EXERCISE AIM
Because the listing below is to be kept intact, restate all of it word for word.

### INFORMATION GIVEN

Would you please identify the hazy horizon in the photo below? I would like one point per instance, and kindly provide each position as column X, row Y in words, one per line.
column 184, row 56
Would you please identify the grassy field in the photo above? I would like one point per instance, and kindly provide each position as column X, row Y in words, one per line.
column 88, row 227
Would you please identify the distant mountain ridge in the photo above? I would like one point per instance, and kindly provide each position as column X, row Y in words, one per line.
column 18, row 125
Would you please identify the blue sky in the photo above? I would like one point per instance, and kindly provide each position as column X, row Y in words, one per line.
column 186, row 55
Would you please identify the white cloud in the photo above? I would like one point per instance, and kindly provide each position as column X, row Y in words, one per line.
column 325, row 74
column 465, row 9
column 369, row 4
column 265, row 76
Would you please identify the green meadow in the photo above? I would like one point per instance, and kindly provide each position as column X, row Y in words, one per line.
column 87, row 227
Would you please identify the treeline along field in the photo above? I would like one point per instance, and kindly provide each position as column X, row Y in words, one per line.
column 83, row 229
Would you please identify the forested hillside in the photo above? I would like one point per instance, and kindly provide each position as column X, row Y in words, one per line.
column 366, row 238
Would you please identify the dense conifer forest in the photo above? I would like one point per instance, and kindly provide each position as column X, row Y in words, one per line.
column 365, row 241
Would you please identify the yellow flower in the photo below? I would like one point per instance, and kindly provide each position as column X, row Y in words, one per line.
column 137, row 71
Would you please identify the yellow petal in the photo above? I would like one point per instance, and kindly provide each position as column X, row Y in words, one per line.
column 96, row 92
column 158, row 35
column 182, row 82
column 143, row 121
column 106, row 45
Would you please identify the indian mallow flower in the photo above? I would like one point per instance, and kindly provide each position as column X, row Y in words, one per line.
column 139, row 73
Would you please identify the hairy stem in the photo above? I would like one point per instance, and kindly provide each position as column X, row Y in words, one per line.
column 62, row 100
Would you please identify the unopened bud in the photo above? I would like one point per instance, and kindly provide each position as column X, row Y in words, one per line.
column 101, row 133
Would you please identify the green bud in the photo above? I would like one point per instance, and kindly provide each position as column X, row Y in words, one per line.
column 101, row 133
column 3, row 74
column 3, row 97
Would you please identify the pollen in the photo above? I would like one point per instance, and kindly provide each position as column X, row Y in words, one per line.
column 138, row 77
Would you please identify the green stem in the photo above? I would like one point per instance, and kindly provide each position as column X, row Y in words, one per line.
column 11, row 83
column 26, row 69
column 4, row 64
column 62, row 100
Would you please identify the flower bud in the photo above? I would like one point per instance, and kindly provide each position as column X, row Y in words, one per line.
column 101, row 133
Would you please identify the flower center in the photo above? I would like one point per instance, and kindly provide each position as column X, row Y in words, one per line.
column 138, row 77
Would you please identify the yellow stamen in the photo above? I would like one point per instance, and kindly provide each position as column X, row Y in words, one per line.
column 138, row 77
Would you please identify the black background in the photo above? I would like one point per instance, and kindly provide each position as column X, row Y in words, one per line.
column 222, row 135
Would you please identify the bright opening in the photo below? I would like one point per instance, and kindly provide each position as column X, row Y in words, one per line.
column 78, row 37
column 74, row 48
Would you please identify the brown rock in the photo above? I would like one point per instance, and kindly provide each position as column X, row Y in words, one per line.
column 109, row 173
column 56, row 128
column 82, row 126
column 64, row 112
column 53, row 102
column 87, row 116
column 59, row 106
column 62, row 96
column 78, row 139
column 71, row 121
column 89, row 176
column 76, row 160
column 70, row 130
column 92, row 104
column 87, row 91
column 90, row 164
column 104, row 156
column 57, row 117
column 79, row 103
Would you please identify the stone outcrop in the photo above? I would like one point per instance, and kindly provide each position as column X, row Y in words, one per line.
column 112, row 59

######

TASK ANSWER
Would you please identify the hazy horizon in the photo below? I would like one point per instance, and kindly provide each position as column X, row Y in words, one per line.
column 184, row 56
Would you please identify the grassy field in the photo above? I would like one point per instance, and kindly provide each position as column X, row Y in words, one per line.
column 88, row 227
Would you please identify the distant mountain ridge in the photo above? I would like one point per instance, and kindly provide each position as column X, row Y in words, one per line.
column 18, row 125
Would you please identify the blue sky in the photo above? I would like one point per instance, and kindly provide each position as column X, row Y in words, one per line.
column 186, row 55
Would you please identify the white cloud in the photo above? I would like one point per instance, and kindly provide each position as column X, row Y in words, one per line.
column 325, row 74
column 465, row 9
column 369, row 4
column 265, row 76
Would you please identify the green meadow in the photo above? I would like one point per instance, and kindly provide each position as column X, row Y in words, one per line.
column 87, row 227
Would you please identify the treeline along field in the photo above? I would like one point per instance, and kindly provide each position as column X, row Y in words, one per line.
column 83, row 229
Would you please identify the forested hillside in the photo above? I would like one point per instance, and kindly provide each position as column X, row Y in words, one per line.
column 366, row 238
Would you please identify the dense conifer forest in the photo above? I would like one point per instance, and kindly provide each position as column X, row Y in words, one per line.
column 365, row 241
Would you please identify the yellow flower in the photo below? I would like one point per instance, and kindly provide each position as column X, row Y in words, one per line.
column 137, row 71
Would you please identify the yellow petal in the photo above? I would like one point per instance, and kindly provide each position as column X, row Y in words, one per line.
column 96, row 92
column 158, row 35
column 182, row 82
column 143, row 121
column 106, row 45
Would you please identify the indian mallow flower in the photo above? I would like one point per instance, and kindly provide each position as column X, row Y in words, one per line.
column 139, row 73
Would you please identify the hairy stem in the photo above? I would like one point per instance, and kindly provide each position as column X, row Y in words, one per line.
column 62, row 100
Would you please identify the unopened bud in the photo above? I would like one point per instance, and kindly provide each position as column X, row Y in words, one per line.
column 101, row 133
Would you please identify the green bud in the photo above? I would like one point per instance, and kindly provide each position as column X, row Y in words, one per line.
column 101, row 133
column 3, row 74
column 3, row 97
Would you please identify the pollen in the photo above? I would like one point per instance, and kindly provide each position as column X, row Y in words, one per line.
column 138, row 77
Would you please identify the green stem in the photo above? I would like one point per instance, and kindly provide each position as column X, row Y in words, one per line.
column 11, row 83
column 26, row 69
column 4, row 64
column 62, row 100
Would you please identify the flower bud in the photo above? I would like one point per instance, and kindly provide each position as column X, row Y in words, one per line.
column 101, row 133
Would you please identify the flower center in the photo above? I would like one point per instance, and kindly provide each position as column X, row Y in words, one per line.
column 138, row 77
Would you please identify the yellow stamen in the photo above? I would like one point per instance, and kindly provide each position as column X, row Y in words, one per line.
column 138, row 77
Would you please identify the black background in the photo above? I would like one point per instance, and kindly provide each position as column X, row Y in words, one per line.
column 222, row 135
Would you please identify the bright opening in the photo below? I would like one point per instance, and kindly provide each position as column X, row Y in words, one per line.
column 78, row 37
column 74, row 48
Would you please identify the brown rock in the photo above? I would like one point per instance, and kindly provide each position as column X, row Y in words, one per line.
column 109, row 173
column 56, row 128
column 82, row 126
column 64, row 112
column 53, row 102
column 87, row 116
column 59, row 106
column 62, row 96
column 78, row 139
column 71, row 121
column 89, row 176
column 76, row 160
column 70, row 130
column 92, row 104
column 87, row 91
column 90, row 164
column 104, row 156
column 57, row 117
column 79, row 103
Would you please identify the stone outcrop in the photo above? I would like one point per instance, and kindly provide each position as column X, row Y in words, one per line.
column 112, row 59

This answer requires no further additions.